## Challenge
Can you put every line of the data below into a numbered list, leaving out any blank lines?

Rows from a segmentation dataset:
# # # #
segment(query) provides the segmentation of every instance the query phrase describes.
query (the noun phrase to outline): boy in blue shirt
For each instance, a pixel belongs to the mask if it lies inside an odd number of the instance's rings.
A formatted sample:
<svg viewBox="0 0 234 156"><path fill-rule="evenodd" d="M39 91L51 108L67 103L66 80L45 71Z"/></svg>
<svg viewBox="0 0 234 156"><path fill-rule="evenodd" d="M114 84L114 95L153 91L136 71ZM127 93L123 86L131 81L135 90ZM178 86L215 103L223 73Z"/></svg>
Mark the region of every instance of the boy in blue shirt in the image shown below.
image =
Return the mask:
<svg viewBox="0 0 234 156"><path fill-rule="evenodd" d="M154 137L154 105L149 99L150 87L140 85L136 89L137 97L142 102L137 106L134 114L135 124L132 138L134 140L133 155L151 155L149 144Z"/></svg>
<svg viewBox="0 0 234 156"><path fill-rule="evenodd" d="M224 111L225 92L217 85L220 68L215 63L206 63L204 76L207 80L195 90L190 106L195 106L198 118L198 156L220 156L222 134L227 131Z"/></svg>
# # # #
## Correct output
1. segment(query) provides the segmentation of every instance the query phrase describes.
2. query (the noun phrase to outline): boy in blue shirt
3. For each instance, a pixel belongs to the mask if it lies inside an odd number of the instance's rings.
4. A formatted sample:
5. <svg viewBox="0 0 234 156"><path fill-rule="evenodd" d="M39 91L51 108L67 103L66 80L45 71Z"/></svg>
6. <svg viewBox="0 0 234 156"><path fill-rule="evenodd" d="M114 84L114 95L153 91L136 71ZM127 93L123 86L131 81L135 90ZM178 86L215 103L223 73Z"/></svg>
7. Mark the region of every instance of the boy in blue shirt in the image shown below.
8. image =
9. Return the mask:
10. <svg viewBox="0 0 234 156"><path fill-rule="evenodd" d="M154 137L154 105L149 99L150 87L140 85L136 89L137 97L142 102L137 106L134 114L135 124L132 138L134 140L133 155L151 155L149 144Z"/></svg>
11. <svg viewBox="0 0 234 156"><path fill-rule="evenodd" d="M224 111L225 92L217 85L220 68L215 63L206 63L204 76L207 80L195 90L190 106L195 106L198 118L198 156L220 156L222 134L227 131Z"/></svg>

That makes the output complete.